| Your task |
For the records that follow, please set down exactly the lines between the one holding "Target: central dome" and the one holding "Target: white marble mausoleum", inclusive, and only those.

| Data in this exercise |
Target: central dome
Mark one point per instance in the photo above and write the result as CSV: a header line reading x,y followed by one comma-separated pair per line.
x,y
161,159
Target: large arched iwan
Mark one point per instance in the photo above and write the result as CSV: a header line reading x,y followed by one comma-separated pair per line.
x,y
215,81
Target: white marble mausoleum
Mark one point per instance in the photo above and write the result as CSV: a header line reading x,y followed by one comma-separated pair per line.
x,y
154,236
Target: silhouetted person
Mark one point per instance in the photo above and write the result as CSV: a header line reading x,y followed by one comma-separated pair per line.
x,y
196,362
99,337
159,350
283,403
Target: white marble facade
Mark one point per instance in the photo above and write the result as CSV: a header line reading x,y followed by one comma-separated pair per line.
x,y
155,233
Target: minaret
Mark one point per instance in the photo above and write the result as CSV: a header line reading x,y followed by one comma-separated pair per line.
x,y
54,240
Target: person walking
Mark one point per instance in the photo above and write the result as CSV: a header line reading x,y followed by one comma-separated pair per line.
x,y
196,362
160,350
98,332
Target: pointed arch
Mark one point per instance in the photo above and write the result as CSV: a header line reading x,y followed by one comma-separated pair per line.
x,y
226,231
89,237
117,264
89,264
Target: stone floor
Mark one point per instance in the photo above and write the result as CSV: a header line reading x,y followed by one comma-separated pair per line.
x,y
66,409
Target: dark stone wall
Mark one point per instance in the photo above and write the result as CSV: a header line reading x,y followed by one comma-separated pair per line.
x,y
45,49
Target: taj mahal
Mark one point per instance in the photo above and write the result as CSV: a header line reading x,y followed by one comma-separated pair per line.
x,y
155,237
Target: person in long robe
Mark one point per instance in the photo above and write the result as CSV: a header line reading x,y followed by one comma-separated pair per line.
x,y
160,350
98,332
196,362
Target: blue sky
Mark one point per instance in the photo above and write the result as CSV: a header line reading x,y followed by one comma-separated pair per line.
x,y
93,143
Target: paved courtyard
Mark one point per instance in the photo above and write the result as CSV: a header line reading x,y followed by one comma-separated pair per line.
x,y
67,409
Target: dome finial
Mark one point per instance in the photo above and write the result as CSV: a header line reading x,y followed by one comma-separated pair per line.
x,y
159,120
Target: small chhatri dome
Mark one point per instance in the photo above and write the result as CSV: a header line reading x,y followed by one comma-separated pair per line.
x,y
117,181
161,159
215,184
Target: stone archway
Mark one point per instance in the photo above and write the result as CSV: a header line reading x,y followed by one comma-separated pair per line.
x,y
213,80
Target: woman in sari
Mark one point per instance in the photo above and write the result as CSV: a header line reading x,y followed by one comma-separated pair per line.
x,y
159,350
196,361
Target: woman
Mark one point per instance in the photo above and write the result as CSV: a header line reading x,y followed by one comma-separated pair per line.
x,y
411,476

* * *

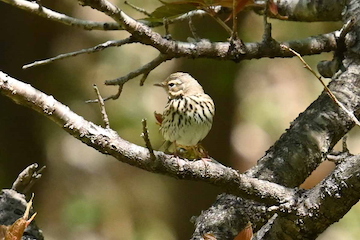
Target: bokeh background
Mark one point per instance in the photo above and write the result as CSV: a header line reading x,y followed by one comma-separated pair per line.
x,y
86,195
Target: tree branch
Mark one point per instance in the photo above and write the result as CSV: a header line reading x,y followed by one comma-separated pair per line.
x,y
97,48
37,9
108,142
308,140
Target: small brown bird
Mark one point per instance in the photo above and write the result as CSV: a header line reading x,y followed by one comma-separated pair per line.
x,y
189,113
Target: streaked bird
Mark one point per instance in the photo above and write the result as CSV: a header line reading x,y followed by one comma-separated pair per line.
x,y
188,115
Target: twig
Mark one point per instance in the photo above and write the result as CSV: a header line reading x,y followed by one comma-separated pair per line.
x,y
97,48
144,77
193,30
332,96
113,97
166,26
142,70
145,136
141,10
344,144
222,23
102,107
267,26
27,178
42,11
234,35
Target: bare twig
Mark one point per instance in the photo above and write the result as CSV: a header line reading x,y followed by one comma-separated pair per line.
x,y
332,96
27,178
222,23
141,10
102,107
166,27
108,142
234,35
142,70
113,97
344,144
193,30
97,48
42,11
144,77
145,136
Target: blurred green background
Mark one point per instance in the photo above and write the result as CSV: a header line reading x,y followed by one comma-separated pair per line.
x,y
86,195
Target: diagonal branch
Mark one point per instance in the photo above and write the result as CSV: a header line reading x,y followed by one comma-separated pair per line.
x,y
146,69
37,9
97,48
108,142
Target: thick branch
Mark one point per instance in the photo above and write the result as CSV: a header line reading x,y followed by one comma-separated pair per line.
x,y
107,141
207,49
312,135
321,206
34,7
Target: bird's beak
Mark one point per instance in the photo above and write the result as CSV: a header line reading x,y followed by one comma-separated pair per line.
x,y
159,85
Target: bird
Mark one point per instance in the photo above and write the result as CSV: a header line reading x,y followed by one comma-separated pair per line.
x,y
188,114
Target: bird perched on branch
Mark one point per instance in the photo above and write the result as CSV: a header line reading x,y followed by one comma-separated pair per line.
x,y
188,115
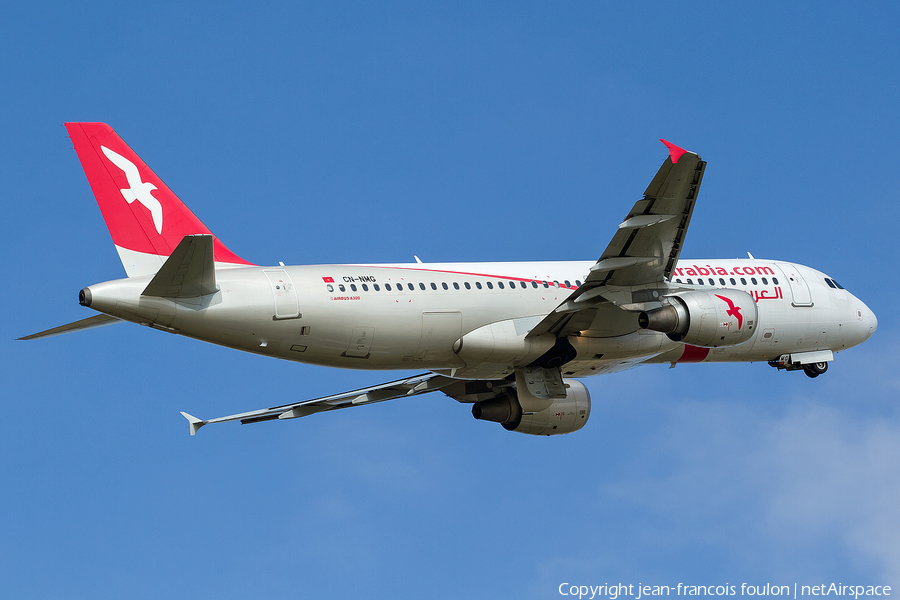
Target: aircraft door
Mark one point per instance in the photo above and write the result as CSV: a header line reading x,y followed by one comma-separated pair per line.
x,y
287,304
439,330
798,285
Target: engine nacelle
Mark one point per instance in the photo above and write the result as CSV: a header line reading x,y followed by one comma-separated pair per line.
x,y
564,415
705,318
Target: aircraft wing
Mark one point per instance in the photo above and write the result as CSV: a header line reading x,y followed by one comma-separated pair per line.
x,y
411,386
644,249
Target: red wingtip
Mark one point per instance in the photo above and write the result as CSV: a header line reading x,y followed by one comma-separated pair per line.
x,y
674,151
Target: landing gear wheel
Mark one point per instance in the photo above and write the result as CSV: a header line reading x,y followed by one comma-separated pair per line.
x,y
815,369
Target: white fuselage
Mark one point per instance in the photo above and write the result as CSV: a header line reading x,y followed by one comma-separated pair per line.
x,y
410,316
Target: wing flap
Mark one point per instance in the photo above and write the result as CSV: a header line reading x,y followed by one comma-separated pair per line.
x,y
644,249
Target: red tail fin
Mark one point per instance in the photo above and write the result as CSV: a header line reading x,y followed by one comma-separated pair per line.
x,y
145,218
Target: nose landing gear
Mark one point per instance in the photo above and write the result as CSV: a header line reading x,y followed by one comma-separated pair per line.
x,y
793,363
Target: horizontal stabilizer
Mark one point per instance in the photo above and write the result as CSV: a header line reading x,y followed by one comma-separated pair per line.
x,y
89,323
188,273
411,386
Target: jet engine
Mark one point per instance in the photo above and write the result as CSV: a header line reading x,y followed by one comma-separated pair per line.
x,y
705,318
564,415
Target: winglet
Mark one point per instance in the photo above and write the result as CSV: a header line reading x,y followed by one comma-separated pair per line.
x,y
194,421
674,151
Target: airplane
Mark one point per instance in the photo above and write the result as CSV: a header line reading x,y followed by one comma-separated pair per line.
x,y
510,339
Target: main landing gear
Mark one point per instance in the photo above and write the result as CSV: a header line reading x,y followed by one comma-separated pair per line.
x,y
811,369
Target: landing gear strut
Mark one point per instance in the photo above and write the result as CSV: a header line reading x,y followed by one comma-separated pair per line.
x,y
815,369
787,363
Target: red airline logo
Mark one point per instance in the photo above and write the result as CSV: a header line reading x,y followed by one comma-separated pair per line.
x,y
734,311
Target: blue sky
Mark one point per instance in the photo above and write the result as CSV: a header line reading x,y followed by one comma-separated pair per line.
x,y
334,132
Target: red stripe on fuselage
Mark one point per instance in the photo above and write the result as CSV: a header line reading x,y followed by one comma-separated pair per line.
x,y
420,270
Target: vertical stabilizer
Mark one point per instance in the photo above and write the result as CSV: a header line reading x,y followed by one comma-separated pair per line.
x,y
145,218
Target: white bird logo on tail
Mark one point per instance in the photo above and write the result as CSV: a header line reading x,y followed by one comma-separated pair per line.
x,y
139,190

--

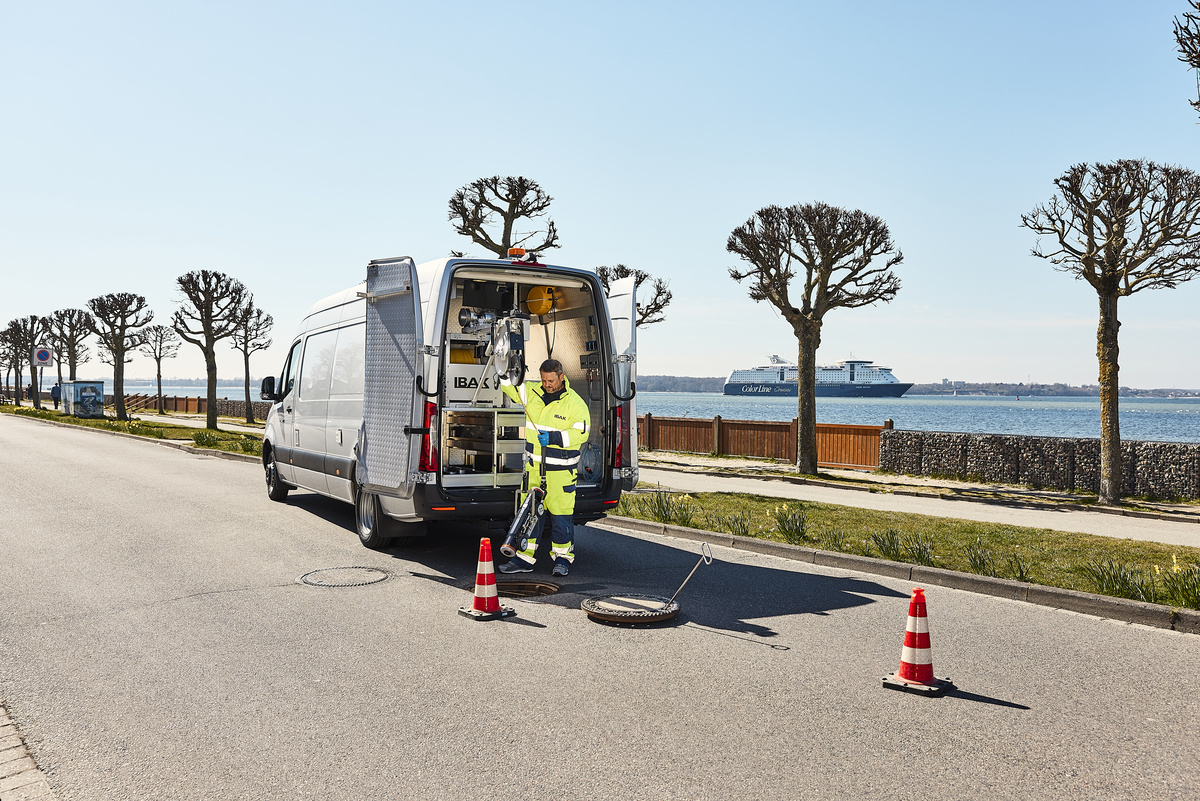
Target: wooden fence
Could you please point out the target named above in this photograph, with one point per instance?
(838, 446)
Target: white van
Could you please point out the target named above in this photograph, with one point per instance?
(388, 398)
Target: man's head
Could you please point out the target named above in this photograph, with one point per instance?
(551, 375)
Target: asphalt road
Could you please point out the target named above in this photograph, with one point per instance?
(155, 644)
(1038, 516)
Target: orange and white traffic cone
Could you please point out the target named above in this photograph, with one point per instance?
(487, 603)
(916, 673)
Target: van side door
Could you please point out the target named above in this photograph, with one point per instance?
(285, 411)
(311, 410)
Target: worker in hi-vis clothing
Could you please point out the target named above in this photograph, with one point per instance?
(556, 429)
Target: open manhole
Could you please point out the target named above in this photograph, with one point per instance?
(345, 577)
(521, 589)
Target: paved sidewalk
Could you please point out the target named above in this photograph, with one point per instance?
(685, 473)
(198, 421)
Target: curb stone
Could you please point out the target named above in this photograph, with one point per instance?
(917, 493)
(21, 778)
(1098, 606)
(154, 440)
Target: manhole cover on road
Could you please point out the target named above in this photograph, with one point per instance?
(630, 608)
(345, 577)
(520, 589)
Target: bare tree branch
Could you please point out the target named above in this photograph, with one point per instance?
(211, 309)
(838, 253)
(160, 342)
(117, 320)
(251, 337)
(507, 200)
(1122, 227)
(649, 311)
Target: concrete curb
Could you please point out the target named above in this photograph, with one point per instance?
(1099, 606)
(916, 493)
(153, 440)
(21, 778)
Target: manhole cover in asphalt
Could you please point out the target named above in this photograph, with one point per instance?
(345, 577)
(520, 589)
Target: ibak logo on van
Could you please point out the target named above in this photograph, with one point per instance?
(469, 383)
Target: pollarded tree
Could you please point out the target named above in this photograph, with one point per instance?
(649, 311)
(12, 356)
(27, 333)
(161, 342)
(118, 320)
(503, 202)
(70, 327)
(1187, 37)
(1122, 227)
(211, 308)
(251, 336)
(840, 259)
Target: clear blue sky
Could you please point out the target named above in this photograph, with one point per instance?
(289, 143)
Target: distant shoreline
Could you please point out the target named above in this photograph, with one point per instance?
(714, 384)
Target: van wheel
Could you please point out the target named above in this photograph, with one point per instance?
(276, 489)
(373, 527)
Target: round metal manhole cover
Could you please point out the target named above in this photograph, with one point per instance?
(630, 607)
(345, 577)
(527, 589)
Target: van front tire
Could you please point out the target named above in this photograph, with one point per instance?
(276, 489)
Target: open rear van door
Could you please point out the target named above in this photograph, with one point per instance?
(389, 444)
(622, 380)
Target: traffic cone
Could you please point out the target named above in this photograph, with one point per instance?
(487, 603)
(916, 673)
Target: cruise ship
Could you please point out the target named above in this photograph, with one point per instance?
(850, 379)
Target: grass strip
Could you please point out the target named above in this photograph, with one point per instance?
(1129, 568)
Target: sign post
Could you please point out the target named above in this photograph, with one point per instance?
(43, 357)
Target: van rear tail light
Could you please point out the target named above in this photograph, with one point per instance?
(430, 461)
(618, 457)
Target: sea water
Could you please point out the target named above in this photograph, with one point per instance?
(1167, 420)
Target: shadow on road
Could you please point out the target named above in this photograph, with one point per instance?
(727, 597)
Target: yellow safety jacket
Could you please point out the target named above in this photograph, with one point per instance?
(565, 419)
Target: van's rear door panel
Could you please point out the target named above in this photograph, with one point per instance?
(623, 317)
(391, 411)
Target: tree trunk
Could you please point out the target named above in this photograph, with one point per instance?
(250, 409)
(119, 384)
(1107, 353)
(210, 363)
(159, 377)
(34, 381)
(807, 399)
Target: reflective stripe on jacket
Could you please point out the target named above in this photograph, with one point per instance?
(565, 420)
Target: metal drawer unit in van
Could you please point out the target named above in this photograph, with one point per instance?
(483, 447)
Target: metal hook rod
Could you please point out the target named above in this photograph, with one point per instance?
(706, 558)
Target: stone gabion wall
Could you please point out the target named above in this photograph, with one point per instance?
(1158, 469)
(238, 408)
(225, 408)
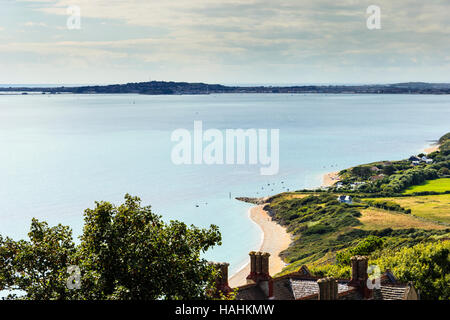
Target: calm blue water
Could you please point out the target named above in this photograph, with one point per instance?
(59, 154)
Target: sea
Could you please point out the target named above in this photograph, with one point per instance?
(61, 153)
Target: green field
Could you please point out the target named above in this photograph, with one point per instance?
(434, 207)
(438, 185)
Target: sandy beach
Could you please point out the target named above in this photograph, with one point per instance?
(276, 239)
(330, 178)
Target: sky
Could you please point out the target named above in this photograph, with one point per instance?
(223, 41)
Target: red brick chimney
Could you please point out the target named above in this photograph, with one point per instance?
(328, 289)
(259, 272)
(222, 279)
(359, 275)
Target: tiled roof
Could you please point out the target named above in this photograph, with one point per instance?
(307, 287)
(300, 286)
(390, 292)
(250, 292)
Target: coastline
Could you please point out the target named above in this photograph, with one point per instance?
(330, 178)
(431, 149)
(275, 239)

| Finished exercise |
Target: central dome
Mark one point per instance in the photo above and write the result as CSV: a header line reading x,y followed by one comma-separated pair per line.
x,y
161,159
Target: large arched iwan
Mark one point per instance in the photo above and write the result as CSV: a header line reading x,y followed by one comma-separated pair per line.
x,y
215,81
Target: white marble mausoleum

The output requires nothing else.